◆ DATA SECTION ◆
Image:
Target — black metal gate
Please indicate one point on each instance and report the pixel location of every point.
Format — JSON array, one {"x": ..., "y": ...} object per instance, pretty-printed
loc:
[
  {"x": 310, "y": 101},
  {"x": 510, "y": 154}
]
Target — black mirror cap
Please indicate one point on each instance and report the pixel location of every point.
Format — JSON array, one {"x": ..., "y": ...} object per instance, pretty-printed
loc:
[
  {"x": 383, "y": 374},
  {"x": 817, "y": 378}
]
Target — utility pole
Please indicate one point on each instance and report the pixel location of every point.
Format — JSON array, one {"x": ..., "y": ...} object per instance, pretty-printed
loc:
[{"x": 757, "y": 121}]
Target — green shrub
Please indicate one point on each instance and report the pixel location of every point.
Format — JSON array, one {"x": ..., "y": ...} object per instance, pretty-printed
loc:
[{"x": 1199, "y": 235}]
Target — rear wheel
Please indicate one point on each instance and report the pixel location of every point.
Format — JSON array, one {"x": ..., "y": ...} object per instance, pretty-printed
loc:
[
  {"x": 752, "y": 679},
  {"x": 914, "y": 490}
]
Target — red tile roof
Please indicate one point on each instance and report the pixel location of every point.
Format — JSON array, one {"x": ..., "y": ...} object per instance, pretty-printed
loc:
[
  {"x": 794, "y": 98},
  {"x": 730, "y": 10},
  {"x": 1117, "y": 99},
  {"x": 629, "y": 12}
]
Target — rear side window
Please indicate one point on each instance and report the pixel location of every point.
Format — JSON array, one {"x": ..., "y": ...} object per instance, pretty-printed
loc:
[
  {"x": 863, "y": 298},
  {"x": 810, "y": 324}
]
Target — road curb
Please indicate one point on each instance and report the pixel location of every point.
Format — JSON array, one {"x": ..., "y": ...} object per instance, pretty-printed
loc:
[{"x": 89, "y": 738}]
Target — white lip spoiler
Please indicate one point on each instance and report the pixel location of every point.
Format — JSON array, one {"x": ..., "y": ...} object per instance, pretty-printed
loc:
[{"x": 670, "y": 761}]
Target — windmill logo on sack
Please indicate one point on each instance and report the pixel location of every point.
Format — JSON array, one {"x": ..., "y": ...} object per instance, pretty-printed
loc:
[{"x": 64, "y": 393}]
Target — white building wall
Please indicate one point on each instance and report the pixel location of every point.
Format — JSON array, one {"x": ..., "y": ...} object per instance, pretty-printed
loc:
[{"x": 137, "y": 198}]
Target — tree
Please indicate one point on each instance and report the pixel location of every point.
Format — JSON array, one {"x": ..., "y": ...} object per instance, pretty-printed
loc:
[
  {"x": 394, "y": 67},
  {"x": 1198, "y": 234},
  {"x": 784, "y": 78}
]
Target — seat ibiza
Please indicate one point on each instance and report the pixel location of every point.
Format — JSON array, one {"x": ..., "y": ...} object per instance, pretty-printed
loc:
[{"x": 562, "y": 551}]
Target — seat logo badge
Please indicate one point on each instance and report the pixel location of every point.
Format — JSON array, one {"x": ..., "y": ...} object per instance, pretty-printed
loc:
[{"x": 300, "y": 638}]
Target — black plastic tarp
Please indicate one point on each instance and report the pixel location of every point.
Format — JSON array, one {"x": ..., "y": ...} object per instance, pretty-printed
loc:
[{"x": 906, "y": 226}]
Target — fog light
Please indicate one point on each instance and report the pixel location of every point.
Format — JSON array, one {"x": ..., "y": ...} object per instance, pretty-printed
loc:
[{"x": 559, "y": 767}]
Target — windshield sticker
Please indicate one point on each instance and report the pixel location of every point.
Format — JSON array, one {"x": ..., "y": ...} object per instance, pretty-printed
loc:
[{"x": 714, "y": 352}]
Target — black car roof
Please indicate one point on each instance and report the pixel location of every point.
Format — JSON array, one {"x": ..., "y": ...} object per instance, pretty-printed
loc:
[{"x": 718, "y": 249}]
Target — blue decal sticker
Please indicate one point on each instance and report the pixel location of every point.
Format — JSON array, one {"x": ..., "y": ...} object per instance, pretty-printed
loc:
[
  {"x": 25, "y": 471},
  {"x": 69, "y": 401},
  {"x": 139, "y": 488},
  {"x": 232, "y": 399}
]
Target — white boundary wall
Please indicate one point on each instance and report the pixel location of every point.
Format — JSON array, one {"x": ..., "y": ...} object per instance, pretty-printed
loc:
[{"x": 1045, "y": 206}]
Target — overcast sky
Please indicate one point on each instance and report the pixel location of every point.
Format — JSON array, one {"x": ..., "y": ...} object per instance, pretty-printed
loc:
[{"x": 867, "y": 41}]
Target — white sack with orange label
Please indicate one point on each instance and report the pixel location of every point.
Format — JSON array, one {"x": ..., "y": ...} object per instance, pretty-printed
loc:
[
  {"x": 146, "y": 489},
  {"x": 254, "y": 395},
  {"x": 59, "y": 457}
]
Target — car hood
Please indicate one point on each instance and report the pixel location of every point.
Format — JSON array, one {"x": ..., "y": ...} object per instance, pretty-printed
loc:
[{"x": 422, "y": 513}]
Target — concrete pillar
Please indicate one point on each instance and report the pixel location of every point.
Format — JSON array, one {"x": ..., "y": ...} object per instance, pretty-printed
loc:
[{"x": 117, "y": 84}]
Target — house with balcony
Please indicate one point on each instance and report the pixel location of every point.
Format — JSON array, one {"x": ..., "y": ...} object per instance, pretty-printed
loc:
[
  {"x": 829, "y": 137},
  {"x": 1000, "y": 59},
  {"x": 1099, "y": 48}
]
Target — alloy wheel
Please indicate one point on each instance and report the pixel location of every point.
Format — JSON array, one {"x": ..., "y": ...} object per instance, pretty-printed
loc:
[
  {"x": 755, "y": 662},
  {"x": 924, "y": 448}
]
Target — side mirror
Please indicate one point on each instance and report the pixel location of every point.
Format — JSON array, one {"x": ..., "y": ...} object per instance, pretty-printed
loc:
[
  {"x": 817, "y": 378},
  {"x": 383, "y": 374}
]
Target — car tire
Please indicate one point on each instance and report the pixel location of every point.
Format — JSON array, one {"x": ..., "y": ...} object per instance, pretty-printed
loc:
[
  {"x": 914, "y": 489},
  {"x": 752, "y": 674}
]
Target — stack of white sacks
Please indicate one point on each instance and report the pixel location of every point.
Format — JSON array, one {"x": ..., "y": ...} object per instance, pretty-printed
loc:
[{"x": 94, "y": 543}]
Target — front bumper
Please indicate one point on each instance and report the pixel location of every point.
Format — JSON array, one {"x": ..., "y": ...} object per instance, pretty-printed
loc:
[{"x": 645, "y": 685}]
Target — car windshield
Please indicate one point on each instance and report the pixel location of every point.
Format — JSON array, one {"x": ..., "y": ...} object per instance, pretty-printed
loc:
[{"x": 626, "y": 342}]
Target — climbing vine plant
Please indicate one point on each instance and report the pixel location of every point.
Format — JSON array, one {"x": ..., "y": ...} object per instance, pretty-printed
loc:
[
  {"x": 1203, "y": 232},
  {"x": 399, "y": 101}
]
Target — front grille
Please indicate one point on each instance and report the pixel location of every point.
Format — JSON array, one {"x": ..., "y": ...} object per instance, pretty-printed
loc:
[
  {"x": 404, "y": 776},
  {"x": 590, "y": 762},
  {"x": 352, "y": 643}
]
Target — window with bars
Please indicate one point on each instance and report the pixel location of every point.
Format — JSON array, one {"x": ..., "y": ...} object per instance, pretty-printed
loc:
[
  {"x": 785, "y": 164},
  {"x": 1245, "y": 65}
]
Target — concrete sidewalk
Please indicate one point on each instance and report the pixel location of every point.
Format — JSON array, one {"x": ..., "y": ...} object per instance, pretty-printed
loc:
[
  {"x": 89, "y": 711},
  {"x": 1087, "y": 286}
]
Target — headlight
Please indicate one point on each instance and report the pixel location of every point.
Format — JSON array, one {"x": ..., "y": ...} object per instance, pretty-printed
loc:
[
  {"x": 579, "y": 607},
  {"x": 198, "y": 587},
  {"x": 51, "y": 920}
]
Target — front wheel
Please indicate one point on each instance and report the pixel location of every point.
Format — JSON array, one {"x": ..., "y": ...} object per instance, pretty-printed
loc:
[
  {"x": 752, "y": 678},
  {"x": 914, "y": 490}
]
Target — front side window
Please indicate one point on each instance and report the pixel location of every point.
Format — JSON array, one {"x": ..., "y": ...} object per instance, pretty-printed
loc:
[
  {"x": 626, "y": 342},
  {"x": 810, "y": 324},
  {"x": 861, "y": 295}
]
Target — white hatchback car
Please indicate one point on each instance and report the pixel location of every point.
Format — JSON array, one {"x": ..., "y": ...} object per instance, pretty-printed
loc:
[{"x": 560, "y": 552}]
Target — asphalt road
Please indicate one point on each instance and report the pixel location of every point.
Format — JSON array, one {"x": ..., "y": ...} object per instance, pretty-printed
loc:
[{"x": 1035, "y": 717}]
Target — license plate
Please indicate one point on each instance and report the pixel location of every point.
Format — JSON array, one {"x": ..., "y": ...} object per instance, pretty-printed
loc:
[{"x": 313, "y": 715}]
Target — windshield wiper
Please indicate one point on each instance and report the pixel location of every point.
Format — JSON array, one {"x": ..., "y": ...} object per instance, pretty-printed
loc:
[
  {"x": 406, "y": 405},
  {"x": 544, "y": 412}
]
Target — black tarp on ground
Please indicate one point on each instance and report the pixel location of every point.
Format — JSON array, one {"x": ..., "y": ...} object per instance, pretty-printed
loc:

◆ EXERCISE REQUIREMENTS ◆
Reply with nothing but a number. State how many lines in the records hold the word "roof".

◆ RESPONSE TO THE EXERCISE ◆
2